Task to carry out:
Copy the records out again in full, keeping them identical.

Given records:
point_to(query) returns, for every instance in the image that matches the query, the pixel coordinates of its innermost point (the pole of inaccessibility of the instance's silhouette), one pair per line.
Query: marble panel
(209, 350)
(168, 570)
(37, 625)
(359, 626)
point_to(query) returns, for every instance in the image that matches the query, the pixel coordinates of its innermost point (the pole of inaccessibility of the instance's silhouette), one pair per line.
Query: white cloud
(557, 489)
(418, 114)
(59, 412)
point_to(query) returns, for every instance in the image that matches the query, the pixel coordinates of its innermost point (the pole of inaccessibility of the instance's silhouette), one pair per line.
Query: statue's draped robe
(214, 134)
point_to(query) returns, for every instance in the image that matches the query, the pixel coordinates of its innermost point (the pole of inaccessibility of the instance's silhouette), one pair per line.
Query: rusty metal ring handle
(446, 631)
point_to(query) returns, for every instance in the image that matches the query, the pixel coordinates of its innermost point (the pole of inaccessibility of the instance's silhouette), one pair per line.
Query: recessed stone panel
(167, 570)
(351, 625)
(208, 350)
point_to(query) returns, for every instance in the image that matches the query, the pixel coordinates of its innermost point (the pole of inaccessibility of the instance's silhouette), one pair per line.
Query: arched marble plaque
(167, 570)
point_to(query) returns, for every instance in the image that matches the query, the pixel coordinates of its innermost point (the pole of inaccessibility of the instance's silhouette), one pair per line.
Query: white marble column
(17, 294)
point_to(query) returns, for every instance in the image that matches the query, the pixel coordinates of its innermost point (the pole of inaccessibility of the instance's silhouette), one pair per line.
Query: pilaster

Response:
point_to(query) returns, for every instance in the image that matches the query, the pixel coordinates of its innermost point (the pole of inaccessibility of the instance's silhouette), one pair per line.
Query: marble panel
(209, 350)
(168, 570)
(37, 625)
(359, 626)
point_to(query) returns, for every instance in the image that matches the query, the pixel coordinates of its innermost point (the pole of inaccessibility of the instance's silhouette), one pair per line.
Query: white cloud
(557, 489)
(418, 114)
(59, 412)
point_to(query) returns, for every instance in the image that matches the query, the pixel coordinates of its innermost point (the pole of inaccessibility of the instance's silhouette), one pair per line.
Query: statue's draped robe
(214, 134)
point_to(query) returns, for every instance in the image that matches the query, the pixel coordinates of its innermost point (the pole of inaccessibility of the instance's silhouette), one pair per line.
Query: rusty metal ring handle
(446, 631)
point_to(query) returns, for every instance in the image that matches the query, the pixel coordinates of its innermost point (the pole of inaccessibility of the instance's silhouette), one pair per line.
Query: recessed stone panel
(167, 570)
(351, 625)
(208, 350)
point_to(query) returns, for every instance in the image that matches the query, the pixel coordinates of its innermost point (the pole of inaccessibility of the instance's silhouette), one pair per line.
Query: arched marble plaque
(167, 570)
point_to(query) returns, for every instance in the image that matches the query, the pixel coordinates of its innermost point (the pole of inaccessibility of the instance's silhouette), one pair per line.
Query: white marble column
(17, 294)
point_to(query) returns, for every instance in the image that matches the query, the pixel coordinates of its innermost point (the pole of inaccessibility of the instance's silhouette), one pair per line.
Query: pilaster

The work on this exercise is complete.